**Dataset records**
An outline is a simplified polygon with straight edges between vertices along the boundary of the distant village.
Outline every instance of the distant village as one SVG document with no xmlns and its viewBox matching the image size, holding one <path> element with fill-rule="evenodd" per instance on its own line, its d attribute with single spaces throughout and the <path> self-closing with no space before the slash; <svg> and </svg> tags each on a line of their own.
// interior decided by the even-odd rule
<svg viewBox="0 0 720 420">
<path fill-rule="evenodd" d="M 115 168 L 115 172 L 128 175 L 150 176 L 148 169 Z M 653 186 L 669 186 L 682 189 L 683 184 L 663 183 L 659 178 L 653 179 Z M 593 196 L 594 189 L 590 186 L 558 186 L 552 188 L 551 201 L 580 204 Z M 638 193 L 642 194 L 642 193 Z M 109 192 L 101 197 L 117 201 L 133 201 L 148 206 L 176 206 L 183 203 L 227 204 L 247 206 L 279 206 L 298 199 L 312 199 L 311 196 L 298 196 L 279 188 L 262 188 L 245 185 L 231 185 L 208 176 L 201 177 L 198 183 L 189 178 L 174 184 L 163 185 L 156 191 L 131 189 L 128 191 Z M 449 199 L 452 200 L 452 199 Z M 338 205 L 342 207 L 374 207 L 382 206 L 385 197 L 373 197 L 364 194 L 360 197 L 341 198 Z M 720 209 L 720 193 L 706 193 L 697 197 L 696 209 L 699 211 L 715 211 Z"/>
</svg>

==

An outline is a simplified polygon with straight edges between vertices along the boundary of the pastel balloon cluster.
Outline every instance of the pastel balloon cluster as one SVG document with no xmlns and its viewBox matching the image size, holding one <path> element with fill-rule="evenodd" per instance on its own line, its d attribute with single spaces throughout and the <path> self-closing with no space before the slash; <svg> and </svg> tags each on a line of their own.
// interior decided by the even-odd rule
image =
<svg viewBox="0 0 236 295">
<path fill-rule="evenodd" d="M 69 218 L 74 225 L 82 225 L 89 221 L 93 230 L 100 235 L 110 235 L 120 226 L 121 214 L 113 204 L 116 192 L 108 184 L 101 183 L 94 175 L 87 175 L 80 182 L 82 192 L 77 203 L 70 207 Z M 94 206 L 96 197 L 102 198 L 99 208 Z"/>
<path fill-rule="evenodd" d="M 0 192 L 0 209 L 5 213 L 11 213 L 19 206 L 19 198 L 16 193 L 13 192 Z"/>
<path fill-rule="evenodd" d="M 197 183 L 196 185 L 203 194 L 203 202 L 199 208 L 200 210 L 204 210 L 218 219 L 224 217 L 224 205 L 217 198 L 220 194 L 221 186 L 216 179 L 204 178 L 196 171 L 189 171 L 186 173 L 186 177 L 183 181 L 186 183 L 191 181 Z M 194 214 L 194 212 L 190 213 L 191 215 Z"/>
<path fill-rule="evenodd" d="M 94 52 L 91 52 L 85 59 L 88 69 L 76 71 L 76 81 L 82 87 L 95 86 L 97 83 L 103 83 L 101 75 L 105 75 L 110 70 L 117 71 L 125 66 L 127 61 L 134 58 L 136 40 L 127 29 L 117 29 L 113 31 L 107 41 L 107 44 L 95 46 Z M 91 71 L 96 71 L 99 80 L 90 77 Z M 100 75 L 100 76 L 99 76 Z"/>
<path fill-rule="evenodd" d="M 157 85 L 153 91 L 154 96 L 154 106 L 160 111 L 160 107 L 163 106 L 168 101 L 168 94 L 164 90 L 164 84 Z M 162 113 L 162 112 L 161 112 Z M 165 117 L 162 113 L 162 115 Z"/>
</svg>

==

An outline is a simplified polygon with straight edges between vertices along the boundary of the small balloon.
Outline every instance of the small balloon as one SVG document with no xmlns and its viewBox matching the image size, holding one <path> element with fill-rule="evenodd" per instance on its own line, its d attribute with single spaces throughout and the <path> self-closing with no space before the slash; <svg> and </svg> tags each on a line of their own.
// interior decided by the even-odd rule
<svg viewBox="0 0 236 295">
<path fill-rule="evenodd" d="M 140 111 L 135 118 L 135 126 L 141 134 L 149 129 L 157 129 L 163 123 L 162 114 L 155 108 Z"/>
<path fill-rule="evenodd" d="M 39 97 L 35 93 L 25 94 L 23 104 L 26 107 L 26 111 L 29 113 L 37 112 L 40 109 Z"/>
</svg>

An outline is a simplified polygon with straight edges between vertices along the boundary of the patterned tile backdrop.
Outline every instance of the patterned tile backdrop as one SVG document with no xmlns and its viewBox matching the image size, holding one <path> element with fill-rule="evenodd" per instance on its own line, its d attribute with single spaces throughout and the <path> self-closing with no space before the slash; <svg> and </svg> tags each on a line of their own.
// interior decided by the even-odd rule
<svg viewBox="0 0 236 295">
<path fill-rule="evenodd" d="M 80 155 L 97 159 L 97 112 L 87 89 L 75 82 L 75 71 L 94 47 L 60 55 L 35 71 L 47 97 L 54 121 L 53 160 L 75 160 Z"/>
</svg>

**Your assignment**
Lines of the data above that include the string "vertices" must each be copied.

**Response box**
An outline is a simplified polygon with straight edges between vertices along the boundary of the distant village.
An outline is a simplified polygon with straight edges between vertices along the boundary of the pastel balloon cluster.
An outline is a simplified polygon with straight edges between vertices along the boundary of the small balloon.
An outline is a simplified polygon with straight edges between vertices along the boundary of the patterned tile backdrop.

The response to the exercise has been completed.